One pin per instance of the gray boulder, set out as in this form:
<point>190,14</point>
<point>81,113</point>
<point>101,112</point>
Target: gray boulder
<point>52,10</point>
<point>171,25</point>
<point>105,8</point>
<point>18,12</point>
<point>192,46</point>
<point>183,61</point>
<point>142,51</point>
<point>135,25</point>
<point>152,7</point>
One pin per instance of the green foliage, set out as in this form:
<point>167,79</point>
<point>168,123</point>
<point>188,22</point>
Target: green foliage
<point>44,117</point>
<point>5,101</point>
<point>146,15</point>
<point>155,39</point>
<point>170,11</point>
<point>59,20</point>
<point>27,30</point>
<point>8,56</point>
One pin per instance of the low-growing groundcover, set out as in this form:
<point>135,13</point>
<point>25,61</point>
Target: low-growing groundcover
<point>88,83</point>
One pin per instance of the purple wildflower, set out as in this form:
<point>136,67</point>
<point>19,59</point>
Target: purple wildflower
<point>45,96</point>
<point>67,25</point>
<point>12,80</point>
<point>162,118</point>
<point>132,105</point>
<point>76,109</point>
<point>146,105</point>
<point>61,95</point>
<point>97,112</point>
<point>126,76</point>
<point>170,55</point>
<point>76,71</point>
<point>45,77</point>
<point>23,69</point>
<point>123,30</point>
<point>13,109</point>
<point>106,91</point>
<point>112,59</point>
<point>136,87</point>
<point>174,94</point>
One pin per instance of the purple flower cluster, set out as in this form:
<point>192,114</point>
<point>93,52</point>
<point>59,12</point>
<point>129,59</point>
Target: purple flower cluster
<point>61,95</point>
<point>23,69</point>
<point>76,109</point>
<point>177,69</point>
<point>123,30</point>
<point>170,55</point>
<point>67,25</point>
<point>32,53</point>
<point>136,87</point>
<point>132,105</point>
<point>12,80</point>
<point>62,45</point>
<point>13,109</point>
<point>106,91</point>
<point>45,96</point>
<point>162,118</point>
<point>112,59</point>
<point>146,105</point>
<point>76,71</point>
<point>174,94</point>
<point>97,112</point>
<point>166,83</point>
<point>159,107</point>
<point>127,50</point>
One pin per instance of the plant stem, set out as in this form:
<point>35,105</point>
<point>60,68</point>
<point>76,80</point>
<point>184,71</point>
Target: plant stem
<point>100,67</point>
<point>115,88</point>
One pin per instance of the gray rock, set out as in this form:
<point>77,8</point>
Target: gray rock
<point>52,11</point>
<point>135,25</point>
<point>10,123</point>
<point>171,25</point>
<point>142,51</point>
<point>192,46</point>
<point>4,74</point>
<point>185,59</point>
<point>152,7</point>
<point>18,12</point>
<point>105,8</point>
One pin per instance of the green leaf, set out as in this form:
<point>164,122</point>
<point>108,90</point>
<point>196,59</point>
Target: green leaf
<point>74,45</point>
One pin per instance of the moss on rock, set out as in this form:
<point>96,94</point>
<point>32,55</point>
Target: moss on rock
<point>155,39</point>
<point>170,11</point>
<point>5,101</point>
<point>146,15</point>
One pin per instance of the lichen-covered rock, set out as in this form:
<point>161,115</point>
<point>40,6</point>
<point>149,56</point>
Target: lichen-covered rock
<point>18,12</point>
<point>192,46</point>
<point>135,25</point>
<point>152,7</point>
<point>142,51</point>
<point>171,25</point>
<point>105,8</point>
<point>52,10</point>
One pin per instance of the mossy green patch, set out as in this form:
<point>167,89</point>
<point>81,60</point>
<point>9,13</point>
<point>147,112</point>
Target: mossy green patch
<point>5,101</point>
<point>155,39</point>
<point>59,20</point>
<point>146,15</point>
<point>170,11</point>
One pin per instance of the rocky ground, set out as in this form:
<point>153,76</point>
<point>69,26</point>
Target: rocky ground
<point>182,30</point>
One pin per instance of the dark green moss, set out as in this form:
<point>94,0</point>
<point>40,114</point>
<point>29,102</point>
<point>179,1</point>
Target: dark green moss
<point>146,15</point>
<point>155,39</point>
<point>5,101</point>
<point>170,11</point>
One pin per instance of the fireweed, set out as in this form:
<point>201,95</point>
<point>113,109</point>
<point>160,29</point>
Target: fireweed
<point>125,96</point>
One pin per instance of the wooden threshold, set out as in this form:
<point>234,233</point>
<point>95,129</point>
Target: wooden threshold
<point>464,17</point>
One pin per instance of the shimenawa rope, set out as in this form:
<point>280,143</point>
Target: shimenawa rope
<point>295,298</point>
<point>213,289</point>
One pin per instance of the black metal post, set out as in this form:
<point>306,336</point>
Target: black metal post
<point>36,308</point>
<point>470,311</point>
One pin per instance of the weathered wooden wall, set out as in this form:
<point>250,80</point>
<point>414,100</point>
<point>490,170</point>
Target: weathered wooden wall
####
Written request | Write out all of the records above exactly as they appear.

Written response |
One pin per instance of the gray boulder, set out as in this form:
<point>190,14</point>
<point>81,113</point>
<point>101,112</point>
Target: gray boulder
<point>52,10</point>
<point>171,25</point>
<point>105,8</point>
<point>18,12</point>
<point>192,46</point>
<point>183,61</point>
<point>142,51</point>
<point>135,25</point>
<point>152,7</point>
One pin per instance of the green foliage, set out as in this form:
<point>167,79</point>
<point>168,123</point>
<point>188,22</point>
Target: green foliage
<point>44,117</point>
<point>5,101</point>
<point>146,15</point>
<point>155,39</point>
<point>170,11</point>
<point>59,20</point>
<point>27,30</point>
<point>8,56</point>
One pin per instance of the low-growing groundcover, set out as in this form:
<point>135,13</point>
<point>25,61</point>
Target: low-growing groundcover
<point>88,83</point>
One pin per instance of the purple wildflower, set out as in this form:
<point>136,67</point>
<point>19,59</point>
Target: purple wildflower
<point>45,96</point>
<point>67,25</point>
<point>12,80</point>
<point>162,118</point>
<point>132,105</point>
<point>76,109</point>
<point>146,105</point>
<point>61,95</point>
<point>97,112</point>
<point>126,76</point>
<point>170,55</point>
<point>76,71</point>
<point>45,77</point>
<point>23,69</point>
<point>123,30</point>
<point>13,109</point>
<point>106,91</point>
<point>112,59</point>
<point>136,87</point>
<point>174,94</point>
One pin per instance of the purple flower cluster, set out as in this form:
<point>192,114</point>
<point>93,52</point>
<point>59,12</point>
<point>129,59</point>
Target: purple flower cluster
<point>61,95</point>
<point>23,69</point>
<point>76,109</point>
<point>177,69</point>
<point>123,30</point>
<point>170,55</point>
<point>67,25</point>
<point>32,53</point>
<point>136,87</point>
<point>132,105</point>
<point>12,80</point>
<point>62,45</point>
<point>13,109</point>
<point>106,91</point>
<point>45,96</point>
<point>162,118</point>
<point>112,59</point>
<point>146,105</point>
<point>76,71</point>
<point>174,94</point>
<point>97,112</point>
<point>166,83</point>
<point>159,107</point>
<point>127,50</point>
One pin per instance of the plant stem, set out as in this form:
<point>35,105</point>
<point>60,68</point>
<point>76,80</point>
<point>184,71</point>
Target: plant stem
<point>100,67</point>
<point>115,88</point>
One pin per instance of the gray rock, set out as in this form:
<point>77,8</point>
Target: gray rock
<point>52,11</point>
<point>135,25</point>
<point>10,123</point>
<point>171,25</point>
<point>142,51</point>
<point>192,46</point>
<point>4,74</point>
<point>185,59</point>
<point>152,7</point>
<point>18,12</point>
<point>105,8</point>
One pin per instance of the green leaf, set out as in this form:
<point>164,122</point>
<point>108,90</point>
<point>196,59</point>
Target: green leaf
<point>74,45</point>
One pin per instance of the moss on rock, set out as in this form:
<point>96,94</point>
<point>32,55</point>
Target: moss on rock
<point>155,39</point>
<point>170,11</point>
<point>5,101</point>
<point>146,15</point>
One pin per instance of the lichen-covered rock, set out as in this form:
<point>161,115</point>
<point>40,6</point>
<point>149,56</point>
Target: lichen-covered rock
<point>18,12</point>
<point>192,46</point>
<point>135,25</point>
<point>152,7</point>
<point>142,51</point>
<point>171,25</point>
<point>105,8</point>
<point>52,10</point>
One pin per instance of the mossy green patch, set out as in this form:
<point>167,89</point>
<point>81,60</point>
<point>9,13</point>
<point>147,112</point>
Target: mossy green patch
<point>5,101</point>
<point>155,39</point>
<point>59,20</point>
<point>146,15</point>
<point>170,11</point>
One pin per instance of the rocky ground, set out as in this form:
<point>153,76</point>
<point>69,26</point>
Target: rocky ground
<point>182,30</point>
One pin per instance of the dark green moss, set out as in this form:
<point>94,0</point>
<point>40,114</point>
<point>29,102</point>
<point>179,1</point>
Target: dark green moss
<point>146,15</point>
<point>155,39</point>
<point>5,101</point>
<point>170,11</point>
One pin per instance of the fireweed, set out as in this form:
<point>201,95</point>
<point>113,109</point>
<point>160,29</point>
Target: fireweed
<point>125,96</point>
One pin per instance of the wooden threshold, set out as in this form:
<point>234,233</point>
<point>95,129</point>
Target: wooden threshold
<point>464,17</point>
One pin per instance of the shimenawa rope, set out as in this form:
<point>280,143</point>
Target: shimenawa rope
<point>295,298</point>
<point>213,289</point>
One pin per instance of the black metal post, set out as in this form:
<point>306,336</point>
Target: black metal post
<point>36,308</point>
<point>470,311</point>
One pin per instance of the weathered wooden wall, set out as in this form:
<point>250,80</point>
<point>414,100</point>
<point>490,170</point>
Target: weathered wooden wall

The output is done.